### CHALLENGE
Select each line of the records below that contains the string "parts", and copy those lines in full.

### Region segmentation data
● ● ● ● ● ● ●

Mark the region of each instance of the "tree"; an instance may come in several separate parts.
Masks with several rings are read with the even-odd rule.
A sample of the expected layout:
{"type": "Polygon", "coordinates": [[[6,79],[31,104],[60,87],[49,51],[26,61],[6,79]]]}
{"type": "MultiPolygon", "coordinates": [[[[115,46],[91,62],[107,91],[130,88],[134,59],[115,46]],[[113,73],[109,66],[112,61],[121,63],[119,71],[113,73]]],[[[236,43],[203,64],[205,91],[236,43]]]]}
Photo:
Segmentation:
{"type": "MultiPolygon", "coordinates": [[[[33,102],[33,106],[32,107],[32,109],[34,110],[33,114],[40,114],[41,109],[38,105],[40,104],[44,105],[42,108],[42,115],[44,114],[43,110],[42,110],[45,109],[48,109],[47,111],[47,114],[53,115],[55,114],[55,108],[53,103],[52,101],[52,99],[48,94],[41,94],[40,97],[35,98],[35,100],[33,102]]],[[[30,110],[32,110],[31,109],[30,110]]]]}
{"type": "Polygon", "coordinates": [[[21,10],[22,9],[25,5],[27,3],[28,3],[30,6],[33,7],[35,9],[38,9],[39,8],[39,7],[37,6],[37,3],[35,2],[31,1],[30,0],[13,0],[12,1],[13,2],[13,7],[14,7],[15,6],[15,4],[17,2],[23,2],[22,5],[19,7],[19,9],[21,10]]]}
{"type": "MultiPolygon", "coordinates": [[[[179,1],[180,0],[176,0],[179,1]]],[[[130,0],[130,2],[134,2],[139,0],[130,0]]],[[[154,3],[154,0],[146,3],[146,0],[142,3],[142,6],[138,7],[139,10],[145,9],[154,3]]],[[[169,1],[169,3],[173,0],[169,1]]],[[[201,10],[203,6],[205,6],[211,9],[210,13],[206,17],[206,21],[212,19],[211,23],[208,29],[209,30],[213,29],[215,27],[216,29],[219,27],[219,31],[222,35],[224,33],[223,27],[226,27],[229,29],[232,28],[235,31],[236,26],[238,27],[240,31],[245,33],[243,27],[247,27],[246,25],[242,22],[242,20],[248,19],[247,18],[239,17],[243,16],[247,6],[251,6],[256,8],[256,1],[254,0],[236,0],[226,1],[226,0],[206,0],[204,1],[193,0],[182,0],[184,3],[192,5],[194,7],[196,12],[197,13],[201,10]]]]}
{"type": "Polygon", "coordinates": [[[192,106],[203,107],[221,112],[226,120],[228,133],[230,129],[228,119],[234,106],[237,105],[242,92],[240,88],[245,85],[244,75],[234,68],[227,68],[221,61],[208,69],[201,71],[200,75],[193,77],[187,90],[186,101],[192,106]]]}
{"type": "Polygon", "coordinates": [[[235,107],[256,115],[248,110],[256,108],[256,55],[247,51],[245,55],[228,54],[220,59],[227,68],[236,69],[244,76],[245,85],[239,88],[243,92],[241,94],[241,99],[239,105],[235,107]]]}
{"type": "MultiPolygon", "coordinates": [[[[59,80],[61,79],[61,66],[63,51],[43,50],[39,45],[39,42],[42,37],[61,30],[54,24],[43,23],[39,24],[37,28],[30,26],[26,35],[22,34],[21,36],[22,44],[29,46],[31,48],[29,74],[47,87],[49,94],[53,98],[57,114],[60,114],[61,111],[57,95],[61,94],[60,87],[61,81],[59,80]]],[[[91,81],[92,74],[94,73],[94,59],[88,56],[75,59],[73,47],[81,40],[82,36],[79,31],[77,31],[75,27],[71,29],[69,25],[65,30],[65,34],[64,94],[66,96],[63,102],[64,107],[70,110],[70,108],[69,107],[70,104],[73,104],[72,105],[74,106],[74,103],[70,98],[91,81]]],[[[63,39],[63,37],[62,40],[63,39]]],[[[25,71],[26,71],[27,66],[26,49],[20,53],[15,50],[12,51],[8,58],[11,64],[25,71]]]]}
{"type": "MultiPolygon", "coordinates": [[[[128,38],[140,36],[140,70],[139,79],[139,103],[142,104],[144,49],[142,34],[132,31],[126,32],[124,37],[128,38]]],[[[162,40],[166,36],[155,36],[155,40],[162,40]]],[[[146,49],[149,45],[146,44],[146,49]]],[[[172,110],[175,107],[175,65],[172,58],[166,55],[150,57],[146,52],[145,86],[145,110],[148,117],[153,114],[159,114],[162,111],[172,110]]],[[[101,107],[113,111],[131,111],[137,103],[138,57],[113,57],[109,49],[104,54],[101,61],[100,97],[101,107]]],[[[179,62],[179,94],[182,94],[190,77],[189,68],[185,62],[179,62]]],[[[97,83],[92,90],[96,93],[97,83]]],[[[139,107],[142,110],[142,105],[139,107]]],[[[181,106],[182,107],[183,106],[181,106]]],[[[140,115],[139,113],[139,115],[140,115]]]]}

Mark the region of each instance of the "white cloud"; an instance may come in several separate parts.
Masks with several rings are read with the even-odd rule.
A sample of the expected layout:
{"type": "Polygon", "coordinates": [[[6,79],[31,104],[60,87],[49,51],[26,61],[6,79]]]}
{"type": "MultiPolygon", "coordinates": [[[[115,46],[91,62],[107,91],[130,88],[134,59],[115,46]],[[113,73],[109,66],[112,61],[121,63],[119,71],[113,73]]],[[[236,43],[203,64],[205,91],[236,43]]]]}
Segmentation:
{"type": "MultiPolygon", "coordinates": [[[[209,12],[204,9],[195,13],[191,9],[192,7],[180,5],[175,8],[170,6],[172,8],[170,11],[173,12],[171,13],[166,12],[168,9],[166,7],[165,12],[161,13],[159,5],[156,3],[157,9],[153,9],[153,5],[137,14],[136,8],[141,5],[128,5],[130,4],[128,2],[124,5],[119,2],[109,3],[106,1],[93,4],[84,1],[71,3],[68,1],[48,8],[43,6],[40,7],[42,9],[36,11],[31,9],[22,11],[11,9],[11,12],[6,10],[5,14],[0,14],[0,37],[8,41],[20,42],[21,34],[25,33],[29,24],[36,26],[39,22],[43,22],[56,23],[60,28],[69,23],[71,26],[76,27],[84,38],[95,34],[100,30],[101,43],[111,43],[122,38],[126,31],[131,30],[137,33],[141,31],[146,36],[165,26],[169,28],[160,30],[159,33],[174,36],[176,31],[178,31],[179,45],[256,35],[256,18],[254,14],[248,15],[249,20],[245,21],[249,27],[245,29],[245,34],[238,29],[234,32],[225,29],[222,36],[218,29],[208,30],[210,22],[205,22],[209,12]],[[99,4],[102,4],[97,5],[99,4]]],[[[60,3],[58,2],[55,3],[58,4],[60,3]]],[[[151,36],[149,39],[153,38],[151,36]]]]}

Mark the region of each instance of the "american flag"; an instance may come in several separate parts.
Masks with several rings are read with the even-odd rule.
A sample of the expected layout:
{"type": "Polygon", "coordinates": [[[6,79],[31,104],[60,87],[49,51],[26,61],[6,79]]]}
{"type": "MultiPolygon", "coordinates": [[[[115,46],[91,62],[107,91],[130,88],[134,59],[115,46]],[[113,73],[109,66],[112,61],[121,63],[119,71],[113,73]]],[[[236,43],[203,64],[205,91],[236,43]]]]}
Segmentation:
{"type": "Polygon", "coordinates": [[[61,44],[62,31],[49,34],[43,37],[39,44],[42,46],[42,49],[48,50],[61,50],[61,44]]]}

● ● ● ● ● ● ●

### EXERCISE RESPONSE
Mark the region of each instance of the "tree"; an instance may come in several separate parts.
Mark the region of each instance of the "white cloud"; an instance may come in several separate parts.
Mark the region of each instance of the "american flag"; an instance may come in several separate parts.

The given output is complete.